▶ [Dataset entries]:
::::

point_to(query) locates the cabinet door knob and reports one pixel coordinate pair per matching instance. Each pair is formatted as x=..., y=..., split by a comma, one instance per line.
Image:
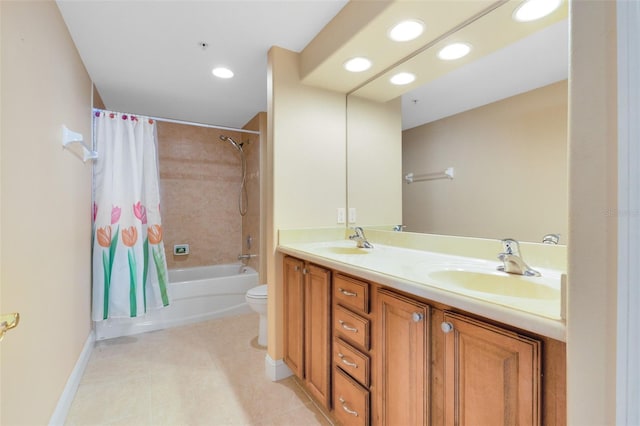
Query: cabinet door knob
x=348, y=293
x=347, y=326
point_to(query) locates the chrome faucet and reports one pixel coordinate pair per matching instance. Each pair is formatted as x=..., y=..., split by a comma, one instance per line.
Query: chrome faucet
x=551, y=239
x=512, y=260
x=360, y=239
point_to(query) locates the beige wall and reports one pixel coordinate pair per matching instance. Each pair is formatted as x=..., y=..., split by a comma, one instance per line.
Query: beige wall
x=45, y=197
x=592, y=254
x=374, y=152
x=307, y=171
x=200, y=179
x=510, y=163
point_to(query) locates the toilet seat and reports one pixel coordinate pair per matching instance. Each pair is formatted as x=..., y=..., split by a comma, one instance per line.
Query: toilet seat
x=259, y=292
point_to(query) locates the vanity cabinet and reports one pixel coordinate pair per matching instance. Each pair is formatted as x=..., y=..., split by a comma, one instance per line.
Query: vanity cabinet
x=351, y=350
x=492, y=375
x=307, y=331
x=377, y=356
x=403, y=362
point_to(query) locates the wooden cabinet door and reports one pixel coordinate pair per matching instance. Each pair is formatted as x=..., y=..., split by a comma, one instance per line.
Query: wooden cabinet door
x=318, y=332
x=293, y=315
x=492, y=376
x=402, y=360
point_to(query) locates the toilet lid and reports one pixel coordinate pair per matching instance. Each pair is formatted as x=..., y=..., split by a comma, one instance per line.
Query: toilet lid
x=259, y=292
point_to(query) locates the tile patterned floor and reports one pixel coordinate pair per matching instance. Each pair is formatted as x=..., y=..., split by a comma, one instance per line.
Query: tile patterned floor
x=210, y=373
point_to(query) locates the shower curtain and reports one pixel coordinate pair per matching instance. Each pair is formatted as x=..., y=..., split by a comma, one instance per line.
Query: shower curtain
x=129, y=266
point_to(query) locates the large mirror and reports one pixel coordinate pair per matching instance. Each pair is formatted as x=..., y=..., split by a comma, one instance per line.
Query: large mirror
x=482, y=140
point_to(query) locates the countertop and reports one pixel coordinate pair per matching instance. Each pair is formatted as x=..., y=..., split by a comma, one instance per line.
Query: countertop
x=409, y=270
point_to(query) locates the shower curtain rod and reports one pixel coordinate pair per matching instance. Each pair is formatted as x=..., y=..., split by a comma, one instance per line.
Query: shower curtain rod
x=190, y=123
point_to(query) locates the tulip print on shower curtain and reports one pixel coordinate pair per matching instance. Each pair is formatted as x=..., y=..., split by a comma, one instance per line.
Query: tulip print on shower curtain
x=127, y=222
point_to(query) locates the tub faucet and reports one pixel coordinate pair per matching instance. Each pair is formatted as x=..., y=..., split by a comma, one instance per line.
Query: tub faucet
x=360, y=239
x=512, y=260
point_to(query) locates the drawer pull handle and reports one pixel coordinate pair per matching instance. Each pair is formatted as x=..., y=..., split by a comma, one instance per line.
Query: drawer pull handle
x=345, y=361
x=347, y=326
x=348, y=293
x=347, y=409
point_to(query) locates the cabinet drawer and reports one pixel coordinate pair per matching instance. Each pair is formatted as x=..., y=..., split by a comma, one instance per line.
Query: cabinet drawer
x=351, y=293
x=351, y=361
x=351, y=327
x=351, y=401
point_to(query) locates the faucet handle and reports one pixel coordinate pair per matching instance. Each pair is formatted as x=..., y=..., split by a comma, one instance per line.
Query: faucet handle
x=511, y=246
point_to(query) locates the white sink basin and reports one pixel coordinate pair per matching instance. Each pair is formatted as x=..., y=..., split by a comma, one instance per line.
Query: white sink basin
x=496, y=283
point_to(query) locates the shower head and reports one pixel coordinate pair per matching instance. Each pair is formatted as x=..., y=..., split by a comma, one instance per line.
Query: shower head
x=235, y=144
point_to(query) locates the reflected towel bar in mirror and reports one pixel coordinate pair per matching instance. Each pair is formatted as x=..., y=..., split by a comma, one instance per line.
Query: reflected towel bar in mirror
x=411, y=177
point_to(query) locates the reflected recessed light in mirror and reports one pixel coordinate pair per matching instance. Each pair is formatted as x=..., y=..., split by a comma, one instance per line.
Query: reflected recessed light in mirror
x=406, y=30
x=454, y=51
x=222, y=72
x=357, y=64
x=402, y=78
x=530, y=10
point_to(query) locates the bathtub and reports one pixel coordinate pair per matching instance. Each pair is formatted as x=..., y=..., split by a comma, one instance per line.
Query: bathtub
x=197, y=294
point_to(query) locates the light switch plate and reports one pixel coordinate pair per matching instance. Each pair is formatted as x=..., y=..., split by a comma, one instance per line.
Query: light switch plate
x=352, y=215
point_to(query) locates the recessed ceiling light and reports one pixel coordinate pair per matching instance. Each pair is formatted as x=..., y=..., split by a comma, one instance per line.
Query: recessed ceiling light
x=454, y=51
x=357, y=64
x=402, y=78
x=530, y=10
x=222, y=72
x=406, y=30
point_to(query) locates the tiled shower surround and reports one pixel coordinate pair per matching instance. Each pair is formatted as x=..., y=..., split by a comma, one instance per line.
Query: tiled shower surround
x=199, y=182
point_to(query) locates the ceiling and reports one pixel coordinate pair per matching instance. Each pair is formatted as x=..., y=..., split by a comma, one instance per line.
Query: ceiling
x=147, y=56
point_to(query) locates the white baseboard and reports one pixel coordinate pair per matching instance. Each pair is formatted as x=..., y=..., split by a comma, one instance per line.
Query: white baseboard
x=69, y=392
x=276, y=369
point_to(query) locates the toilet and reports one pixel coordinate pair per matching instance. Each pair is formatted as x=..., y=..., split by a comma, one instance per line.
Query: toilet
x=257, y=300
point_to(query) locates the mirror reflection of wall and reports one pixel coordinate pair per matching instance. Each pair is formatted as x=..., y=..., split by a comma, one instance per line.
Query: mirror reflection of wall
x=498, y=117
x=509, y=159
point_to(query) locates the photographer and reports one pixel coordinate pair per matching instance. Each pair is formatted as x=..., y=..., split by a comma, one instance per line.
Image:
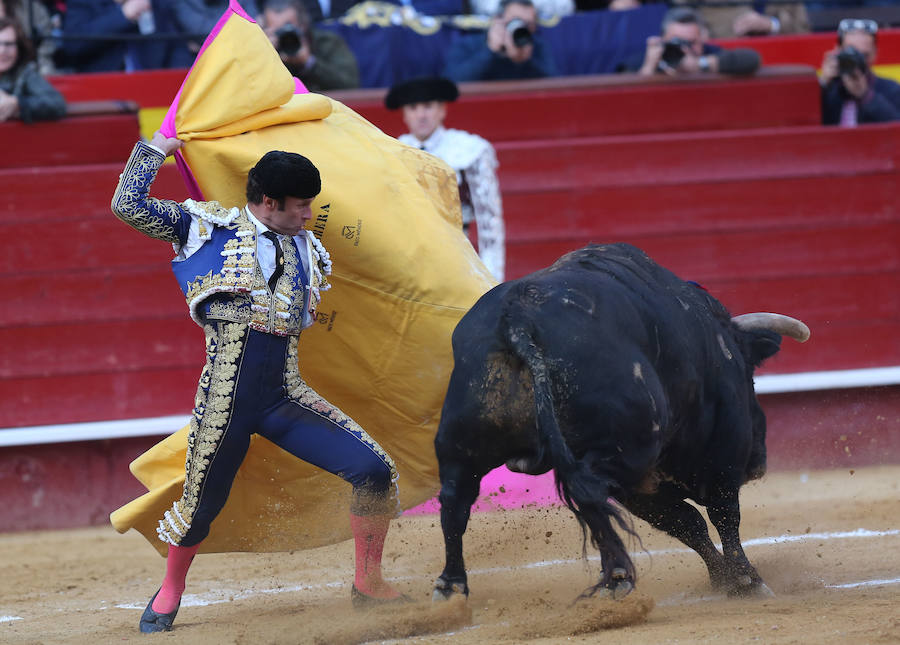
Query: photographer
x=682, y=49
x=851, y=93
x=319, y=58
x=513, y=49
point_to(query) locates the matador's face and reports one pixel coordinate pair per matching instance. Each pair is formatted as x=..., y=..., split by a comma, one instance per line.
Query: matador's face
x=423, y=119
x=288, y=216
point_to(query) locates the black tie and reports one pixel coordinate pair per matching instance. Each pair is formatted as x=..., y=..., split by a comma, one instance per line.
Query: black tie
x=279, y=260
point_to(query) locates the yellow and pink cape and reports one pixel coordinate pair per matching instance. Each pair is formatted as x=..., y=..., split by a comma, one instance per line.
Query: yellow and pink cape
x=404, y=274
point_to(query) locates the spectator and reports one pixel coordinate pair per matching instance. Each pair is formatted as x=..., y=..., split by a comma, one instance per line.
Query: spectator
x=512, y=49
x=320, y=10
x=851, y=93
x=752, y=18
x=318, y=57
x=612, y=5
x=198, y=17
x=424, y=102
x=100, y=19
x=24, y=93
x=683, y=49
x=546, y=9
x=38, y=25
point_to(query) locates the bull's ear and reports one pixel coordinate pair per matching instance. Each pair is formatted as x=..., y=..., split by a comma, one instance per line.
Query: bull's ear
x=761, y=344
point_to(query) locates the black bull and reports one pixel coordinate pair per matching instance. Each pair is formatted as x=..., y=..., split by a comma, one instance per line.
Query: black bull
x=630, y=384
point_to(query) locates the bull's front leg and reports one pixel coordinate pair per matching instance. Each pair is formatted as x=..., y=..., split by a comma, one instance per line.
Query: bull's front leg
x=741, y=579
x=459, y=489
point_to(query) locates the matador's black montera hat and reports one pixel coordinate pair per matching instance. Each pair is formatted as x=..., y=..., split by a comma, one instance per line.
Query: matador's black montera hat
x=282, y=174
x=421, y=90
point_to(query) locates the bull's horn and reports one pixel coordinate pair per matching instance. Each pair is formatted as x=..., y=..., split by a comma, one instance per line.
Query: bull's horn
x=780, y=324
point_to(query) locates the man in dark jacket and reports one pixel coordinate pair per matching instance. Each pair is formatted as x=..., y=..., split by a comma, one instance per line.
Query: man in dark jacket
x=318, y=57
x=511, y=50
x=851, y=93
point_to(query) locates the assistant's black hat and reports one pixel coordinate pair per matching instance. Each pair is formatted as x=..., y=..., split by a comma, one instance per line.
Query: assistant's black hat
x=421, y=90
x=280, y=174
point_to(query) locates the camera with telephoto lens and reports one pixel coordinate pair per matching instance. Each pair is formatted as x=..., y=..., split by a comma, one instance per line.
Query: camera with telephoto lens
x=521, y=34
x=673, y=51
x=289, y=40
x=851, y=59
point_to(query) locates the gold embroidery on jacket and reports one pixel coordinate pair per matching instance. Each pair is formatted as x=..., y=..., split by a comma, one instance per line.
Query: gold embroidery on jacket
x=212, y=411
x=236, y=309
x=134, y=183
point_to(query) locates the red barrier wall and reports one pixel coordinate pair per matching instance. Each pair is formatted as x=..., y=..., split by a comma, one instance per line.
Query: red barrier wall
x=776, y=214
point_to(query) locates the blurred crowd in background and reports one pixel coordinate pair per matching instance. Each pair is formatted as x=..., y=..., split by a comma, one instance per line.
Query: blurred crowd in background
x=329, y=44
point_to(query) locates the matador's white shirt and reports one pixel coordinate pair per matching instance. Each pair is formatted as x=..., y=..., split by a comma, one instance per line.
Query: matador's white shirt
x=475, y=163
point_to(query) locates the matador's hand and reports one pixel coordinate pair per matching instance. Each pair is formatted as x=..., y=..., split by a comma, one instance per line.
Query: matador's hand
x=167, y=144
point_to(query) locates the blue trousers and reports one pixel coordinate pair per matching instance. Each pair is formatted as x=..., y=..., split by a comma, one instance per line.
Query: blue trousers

::::

▶ [What the task requires]: Give back exactly the lines above starting at the line where "Query: gold embroidery on jacket" appears and ending at the line where "point_to(query) locates the red" appears, both included, with no other lines.

▶ [Written answer]:
Query: gold embroidery on jacket
x=212, y=411
x=236, y=309
x=134, y=183
point_to(query) locates the red barrier wall and reports one pixel coordinate pair per matching instance. Each pair is formatted as x=..., y=..., split by a comma, one instance per line.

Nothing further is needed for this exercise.